***** Available data *****

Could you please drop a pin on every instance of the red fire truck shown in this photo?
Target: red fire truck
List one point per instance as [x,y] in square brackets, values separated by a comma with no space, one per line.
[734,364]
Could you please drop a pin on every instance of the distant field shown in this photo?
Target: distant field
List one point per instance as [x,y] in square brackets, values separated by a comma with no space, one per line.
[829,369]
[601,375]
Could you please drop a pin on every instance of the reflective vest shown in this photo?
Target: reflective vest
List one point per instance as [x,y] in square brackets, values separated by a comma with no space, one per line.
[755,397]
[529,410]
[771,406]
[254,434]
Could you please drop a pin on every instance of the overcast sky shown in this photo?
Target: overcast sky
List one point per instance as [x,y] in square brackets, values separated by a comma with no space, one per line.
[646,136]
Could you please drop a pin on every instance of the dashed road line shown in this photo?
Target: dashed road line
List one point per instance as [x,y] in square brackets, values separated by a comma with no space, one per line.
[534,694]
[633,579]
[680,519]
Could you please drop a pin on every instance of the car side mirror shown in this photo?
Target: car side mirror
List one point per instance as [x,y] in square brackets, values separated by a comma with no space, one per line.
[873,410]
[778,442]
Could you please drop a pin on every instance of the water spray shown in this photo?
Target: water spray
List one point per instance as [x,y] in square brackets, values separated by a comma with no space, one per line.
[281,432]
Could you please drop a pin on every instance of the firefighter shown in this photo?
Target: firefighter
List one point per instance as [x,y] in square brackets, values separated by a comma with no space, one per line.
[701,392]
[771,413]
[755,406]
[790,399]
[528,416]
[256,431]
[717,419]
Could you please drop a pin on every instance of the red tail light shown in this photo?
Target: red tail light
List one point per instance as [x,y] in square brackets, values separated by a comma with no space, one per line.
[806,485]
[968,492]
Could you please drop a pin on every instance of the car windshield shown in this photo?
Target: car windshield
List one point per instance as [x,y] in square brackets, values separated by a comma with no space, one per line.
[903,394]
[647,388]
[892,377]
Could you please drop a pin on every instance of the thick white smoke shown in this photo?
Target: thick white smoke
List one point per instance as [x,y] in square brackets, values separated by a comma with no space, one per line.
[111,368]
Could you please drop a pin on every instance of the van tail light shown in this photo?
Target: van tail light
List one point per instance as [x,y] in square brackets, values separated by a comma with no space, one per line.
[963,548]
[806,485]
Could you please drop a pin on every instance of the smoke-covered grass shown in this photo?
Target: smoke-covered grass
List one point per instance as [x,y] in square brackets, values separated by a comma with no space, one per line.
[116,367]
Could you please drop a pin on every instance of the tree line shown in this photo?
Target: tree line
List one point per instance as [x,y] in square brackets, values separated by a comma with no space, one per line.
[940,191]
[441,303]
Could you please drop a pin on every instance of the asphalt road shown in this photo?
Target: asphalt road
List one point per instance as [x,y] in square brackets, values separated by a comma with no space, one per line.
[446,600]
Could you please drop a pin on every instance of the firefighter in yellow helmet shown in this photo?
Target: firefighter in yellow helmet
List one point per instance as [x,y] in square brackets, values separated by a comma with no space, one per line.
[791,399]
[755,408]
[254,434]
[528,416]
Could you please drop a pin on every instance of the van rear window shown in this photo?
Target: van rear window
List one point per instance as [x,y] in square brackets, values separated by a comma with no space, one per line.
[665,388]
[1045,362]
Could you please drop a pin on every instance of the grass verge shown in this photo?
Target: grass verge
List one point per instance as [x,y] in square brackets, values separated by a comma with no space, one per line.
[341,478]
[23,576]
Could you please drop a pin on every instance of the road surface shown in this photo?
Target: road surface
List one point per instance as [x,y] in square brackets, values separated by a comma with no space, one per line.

*****

◆ Short task
Every record above should be copied exactly.

◆ Solved exercise
Could you please drop a pin on every instance of the red fire truck shown in this photo?
Target: red fire truck
List one point per instance as [x,y] in square brackets, values separated by a comma with no space, one per line.
[734,364]
Could you please drop a pin on every instance of the distant field shown in this photo?
Target: distant field
List one point per instance as [x,y] in square brackets, values separated by a comma with no space, one per line.
[829,369]
[601,375]
Could you please drop a pin on every instance of the reflective vest shown in this photo?
Target: reflective vest
List one point per instance as [x,y] in square brackets, values separated by a comma with no space, one per line.
[755,397]
[529,410]
[771,406]
[254,434]
Could you please drop a pin on every instance of the overcast sky shown in this photo?
Target: overcast sky
List one point per instance as [x,y] in square brackets, values separated by a comma with no space, one per line.
[646,136]
Could you please drop a pin on every instance of the dashed road line shown in this photo?
Target: dashed road line
List one point per instance as [x,y] in square brackets, values separated by a comma with no space, one per line.
[534,694]
[633,579]
[680,519]
Could you please drop a pin on every instance of the car side mirror shown in this photo?
Target: car side mirror
List one point per instance as [x,y] in square brackets, values separated by a comma with no space, one per line.
[873,410]
[778,442]
Could you please drop a pin on every instance of the water spray shown in this photo?
Target: water spray
List one point per instance as [x,y] in square brackets, values separated by a comma with no space, one per line.
[281,432]
Could you please drop a pin on every instance of the firefighter shown in this photo?
Target: firefighter
List one point per instance as [x,y] in square brackets, values separated by a comma with no space, one per line.
[701,392]
[771,413]
[755,406]
[790,399]
[528,416]
[256,431]
[717,419]
Could you please drop a pin on every instance of the red tail light shown in this photo?
Target: red tail light
List one point per instance as [x,y] in square brackets, values separated by a comma with no space, one per line.
[806,485]
[968,492]
Could you please drop a pin on every instance of the car windshield shown in this photo?
Target: car windshield
List one point per instance as [x,y] in square brackets, values separated by a comma with no space, one per line.
[903,394]
[647,388]
[892,377]
Could you please drop a pin on every instance of the thick white smoke shown in this photo?
Target: thick white smoke
List one point per instance as [x,y] in square brackets, values separated by a comma with no space, one per line.
[111,368]
Could you please drop a pin on every instance of the van tail light shown in this photo?
Target: van tail light
List one point per instance as [x,y] in square brackets, values separated by a comma with no space, one per line.
[963,548]
[806,485]
Could you please drop a pin on every instance of the smoke-covered grass shown in this photo?
Target: smoke-covered grass
List one point per instance as [x,y] in square brackets, values separated by a comma with no space, one per line.
[116,367]
Could you please drop a pin on every instance of the tree line shown in this photo?
Target: tree line
List one point per instance as [x,y] in square brackets, values separated by a comma with no space, one per line.
[940,191]
[441,303]
Could you please drop a pin on every instance of the asphalt road shown in this photo?
Target: asphalt road
List one point per instance as [x,y] in square brackets, values separated by a comma with no space, one per line.
[446,600]
Could you please drop a pin on every instance of the firefighter in yellow helmet shown in this photo?
Target: firefighter in yellow helmet
List one point per instance as [x,y] in square brackets, values separated by a comma with no space, one per line.
[791,399]
[755,408]
[254,434]
[528,416]
Could you please drop a pin on every instance of the van rear window shown in this photo?
Target: van rear window
List one point per instance as [x,y] in square brackets, values separated by a comma with no space, one per line.
[665,388]
[1045,362]
Could you please drop a pin on every instance of the grass verge shown in this photo?
Target: grass verge
List one point per instance as [x,y] in square brackets, values separated by a comma with no space, one per line.
[341,478]
[23,576]
Could you please drop a pin on every instance of the road surface shown in this photo?
Target: road surface
List one point per instance as [x,y] in square brackets, values separated by a comma with no space, one per line.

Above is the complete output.